** start DOCUMENT PASSAGE **
Here's to the Teachers Who Make a Difference in Our Lives

It's the time of year for inspirational stories about graduates who've more than made the grade, young people who've triumphed over bad luck, bad families, bad deeds, bad grades to grab the brass ring that a diploma conveys.

We tell their stories at this time each year as a tribute to their perseverance and pluck. But the unsung heroes remain unsung--the teachers they encountered along the way, who propped them up, nudged them on, inspired them to greatness sometimes even beyond their dreams.

Sometimes it's in big ways, like the teacher who took a deaf student into her home when the deaths of his parents left him broke and on his own.

But more often it's in the normal things that teachers do every day, the kinds of things so simple that the teachers themselves may never know what role they've played.

"He changed my standards," explains Margie Peralta, a high school senior bound for UC Berkeley, whose story we chronicled on the front page last week.

Margie outran neighborhood bullies, endured an abusive family and survived a series of foster homes to graduate with honors from San Fernando High. Ask her how and she points back to middle school and an English teacher, who made her keep a journal and helped uncover talents she'd buried inside.

"He made me see my strengths instead of my weaknesses," she realizes now. By the simple act of teaching, he changed a life.


I remember the name of every teacher I ever had. From Miss Perry in kindergarten, who sat us in a circle each afternoon while she played such piano classics as "Three Blind Mice," to my 12th-grade math teacher, Mrs. McBath, who walked me through my second attempt at trigonometry so I might graduate without the stain of failure on my record.
** end DOCUMENT PASSAGE **
Return the full column about teachers above, word for word.
** start INFORMATION SHOWN **
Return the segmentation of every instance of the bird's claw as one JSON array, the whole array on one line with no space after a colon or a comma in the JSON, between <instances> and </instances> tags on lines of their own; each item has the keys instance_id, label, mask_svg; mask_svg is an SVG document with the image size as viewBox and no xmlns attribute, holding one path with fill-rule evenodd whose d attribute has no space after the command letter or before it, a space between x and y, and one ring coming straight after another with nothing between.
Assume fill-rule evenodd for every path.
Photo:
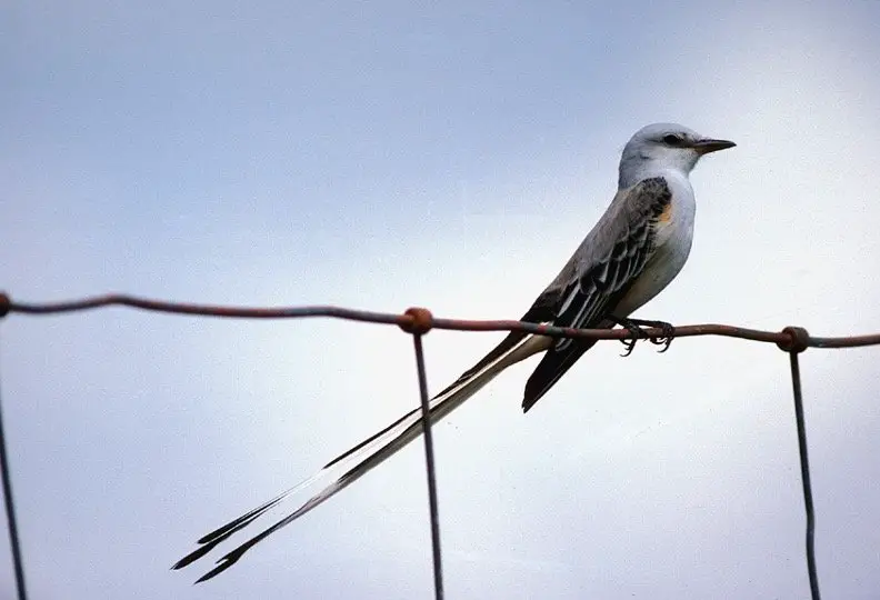
<instances>
[{"instance_id":1,"label":"bird's claw","mask_svg":"<svg viewBox=\"0 0 880 600\"><path fill-rule=\"evenodd\" d=\"M628 340L620 340L626 351L620 354L621 357L628 357L636 349L636 342L639 340L648 340L654 346L662 346L658 352L666 352L669 350L669 346L672 343L672 338L676 334L676 328L672 327L671 323L666 321L647 321L643 319L618 319L616 317L610 317L614 323L619 324L620 327L629 330L632 339ZM648 333L642 329L643 327L651 327L654 329L660 329L662 334L657 337L648 336Z\"/></svg>"}]
</instances>

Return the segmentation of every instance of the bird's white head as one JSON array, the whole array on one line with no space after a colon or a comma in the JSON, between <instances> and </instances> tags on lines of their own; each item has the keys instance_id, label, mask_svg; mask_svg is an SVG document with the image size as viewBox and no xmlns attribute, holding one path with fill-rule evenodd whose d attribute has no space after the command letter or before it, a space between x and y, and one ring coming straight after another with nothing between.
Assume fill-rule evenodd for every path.
<instances>
[{"instance_id":1,"label":"bird's white head","mask_svg":"<svg viewBox=\"0 0 880 600\"><path fill-rule=\"evenodd\" d=\"M620 187L628 188L642 179L679 171L686 177L700 157L737 146L732 141L700 136L684 126L653 123L636 132L620 158Z\"/></svg>"}]
</instances>

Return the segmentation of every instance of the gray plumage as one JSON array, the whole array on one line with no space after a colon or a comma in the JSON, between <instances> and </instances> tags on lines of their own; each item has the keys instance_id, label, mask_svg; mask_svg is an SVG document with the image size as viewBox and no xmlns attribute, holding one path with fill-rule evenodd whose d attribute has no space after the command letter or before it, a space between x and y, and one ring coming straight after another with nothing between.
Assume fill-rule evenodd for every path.
<instances>
[{"instance_id":1,"label":"gray plumage","mask_svg":"<svg viewBox=\"0 0 880 600\"><path fill-rule=\"evenodd\" d=\"M619 190L608 210L521 320L558 327L611 328L614 320L610 316L626 318L659 293L678 274L690 252L696 204L688 173L702 154L732 146L677 124L658 123L639 130L623 149ZM511 364L544 352L526 383L522 408L528 411L594 343L512 332L431 400L431 421L449 414ZM329 481L299 509L221 557L199 581L219 574L259 541L311 511L418 438L421 427L420 411L408 412L329 462L309 480L202 537L198 540L199 548L173 569L200 559L279 507L293 492Z\"/></svg>"}]
</instances>

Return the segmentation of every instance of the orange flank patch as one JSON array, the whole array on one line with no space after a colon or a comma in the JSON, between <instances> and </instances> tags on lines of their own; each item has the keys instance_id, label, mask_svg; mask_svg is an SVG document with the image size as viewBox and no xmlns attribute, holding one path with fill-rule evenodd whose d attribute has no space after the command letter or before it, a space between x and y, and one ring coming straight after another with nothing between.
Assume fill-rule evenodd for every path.
<instances>
[{"instance_id":1,"label":"orange flank patch","mask_svg":"<svg viewBox=\"0 0 880 600\"><path fill-rule=\"evenodd\" d=\"M660 222L666 223L672 218L672 202L668 203L663 209L663 212L660 213Z\"/></svg>"}]
</instances>

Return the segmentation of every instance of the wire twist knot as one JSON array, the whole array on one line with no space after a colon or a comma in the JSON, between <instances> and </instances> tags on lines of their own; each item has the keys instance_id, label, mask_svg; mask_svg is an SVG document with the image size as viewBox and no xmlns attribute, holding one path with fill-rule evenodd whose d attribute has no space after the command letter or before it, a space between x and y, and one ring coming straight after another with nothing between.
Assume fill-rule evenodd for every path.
** end INFORMATION SHOWN **
OUTPUT >>
Here's to the Teachers Who Make a Difference in Our Lives

It's the time of year for inspirational stories about graduates who've more than made the grade, young people who've triumphed over bad luck, bad families, bad deeds, bad grades to grab the brass ring that a diploma conveys.

We tell their stories at this time each year as a tribute to their perseverance and pluck. But the unsung heroes remain unsung--the teachers they encountered along the way, who propped them up, nudged them on, inspired them to greatness sometimes even beyond their dreams.

Sometimes it's in big ways, like the teacher who took a deaf student into her home when the deaths of his parents left him broke and on his own.

But more often it's in the normal things that teachers do every day, the kinds of things so simple that the teachers themselves may never know what role they've played.

"He changed my standards," explains Margie Peralta, a high school senior bound for UC Berkeley, whose story we chronicled on the front page last week.

Margie outran neighborhood bullies, endured an abusive family and survived a series of foster homes to graduate with honors from San Fernando High. Ask her how and she points back to middle school and an English teacher, who made her keep a journal and helped uncover talents she'd buried inside.

"He made me see my strengths instead of my weaknesses," she realizes now. By the simple act of teaching, he changed a life.


I remember the name of every teacher I ever had. From Miss Perry in kindergarten, who sat us in a circle each afternoon while she played such piano classics as "Three Blind Mice," to my 12th-grade math teacher, Mrs. McBath, who walked me through my second attempt at trigonometry so I might graduate without the stain of failure on my record.